#### 作業内容
以下の項目から、文字列「lettuce」を含む行をすべて探し、1行ずつ書き写してください。

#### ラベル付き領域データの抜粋
-----

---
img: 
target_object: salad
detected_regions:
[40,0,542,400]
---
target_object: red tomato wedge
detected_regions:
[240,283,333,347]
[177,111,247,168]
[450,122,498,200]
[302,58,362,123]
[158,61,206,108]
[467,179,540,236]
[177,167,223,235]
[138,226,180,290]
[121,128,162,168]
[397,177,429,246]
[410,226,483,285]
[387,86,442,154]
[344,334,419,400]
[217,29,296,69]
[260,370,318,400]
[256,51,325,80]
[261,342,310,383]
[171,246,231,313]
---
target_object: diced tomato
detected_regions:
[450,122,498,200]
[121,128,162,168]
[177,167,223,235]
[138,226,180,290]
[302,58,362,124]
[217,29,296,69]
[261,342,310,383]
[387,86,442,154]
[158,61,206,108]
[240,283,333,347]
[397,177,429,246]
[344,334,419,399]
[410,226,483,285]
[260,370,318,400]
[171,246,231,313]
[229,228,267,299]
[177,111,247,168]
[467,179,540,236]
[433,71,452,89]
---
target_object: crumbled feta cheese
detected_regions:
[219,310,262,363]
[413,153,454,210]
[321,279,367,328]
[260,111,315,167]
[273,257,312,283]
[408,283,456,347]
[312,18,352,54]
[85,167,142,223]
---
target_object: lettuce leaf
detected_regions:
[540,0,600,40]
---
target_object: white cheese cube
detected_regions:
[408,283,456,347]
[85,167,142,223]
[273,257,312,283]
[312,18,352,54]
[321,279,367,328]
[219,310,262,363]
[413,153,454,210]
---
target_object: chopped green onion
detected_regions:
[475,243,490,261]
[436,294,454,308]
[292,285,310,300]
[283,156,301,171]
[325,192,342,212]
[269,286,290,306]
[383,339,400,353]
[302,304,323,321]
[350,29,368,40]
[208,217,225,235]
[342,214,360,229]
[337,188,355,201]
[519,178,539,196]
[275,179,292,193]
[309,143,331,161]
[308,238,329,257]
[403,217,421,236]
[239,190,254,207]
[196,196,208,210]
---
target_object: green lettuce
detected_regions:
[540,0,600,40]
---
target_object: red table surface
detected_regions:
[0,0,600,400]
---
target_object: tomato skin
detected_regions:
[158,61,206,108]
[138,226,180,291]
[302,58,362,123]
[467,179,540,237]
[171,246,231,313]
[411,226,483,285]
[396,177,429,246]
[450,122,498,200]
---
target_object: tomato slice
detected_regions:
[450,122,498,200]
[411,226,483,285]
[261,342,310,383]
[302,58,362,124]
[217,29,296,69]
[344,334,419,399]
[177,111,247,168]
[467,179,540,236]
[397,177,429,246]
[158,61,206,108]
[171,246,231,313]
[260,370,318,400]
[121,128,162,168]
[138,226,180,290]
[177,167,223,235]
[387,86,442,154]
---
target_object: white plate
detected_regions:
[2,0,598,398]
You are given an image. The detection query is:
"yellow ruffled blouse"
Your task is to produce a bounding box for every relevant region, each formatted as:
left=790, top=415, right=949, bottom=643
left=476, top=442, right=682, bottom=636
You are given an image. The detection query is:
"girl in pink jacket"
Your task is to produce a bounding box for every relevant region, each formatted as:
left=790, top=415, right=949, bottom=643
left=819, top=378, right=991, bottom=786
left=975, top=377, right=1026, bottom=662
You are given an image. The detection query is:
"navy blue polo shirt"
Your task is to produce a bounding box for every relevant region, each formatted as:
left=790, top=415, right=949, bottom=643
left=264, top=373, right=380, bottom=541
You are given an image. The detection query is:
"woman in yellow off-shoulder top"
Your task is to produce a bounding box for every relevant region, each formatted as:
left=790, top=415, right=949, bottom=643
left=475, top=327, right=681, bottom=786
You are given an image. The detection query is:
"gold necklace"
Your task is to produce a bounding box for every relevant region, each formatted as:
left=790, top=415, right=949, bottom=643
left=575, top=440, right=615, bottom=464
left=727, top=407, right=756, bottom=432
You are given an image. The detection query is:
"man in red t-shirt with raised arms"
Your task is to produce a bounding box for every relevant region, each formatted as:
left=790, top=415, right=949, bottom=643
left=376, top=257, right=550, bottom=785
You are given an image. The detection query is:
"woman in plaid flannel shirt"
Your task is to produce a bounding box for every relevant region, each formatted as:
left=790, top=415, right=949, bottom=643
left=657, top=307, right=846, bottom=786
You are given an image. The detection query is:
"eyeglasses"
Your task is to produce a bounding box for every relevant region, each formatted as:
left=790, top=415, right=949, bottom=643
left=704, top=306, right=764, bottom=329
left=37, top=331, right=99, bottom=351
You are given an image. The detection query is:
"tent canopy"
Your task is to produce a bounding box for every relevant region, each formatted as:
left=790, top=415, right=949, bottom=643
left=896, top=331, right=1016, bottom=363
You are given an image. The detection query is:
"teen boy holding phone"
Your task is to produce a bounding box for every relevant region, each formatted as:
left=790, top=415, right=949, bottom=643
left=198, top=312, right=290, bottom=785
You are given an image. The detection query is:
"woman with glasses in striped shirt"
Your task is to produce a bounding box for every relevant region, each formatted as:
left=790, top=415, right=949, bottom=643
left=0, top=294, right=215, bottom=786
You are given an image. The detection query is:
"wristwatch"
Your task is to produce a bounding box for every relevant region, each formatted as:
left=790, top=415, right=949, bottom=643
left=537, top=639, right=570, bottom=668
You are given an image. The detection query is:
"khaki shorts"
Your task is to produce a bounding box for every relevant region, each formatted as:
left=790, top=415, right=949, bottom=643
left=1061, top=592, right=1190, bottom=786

-----

#### 完成した解答
target_object: lettuce leaf
target_object: green lettuce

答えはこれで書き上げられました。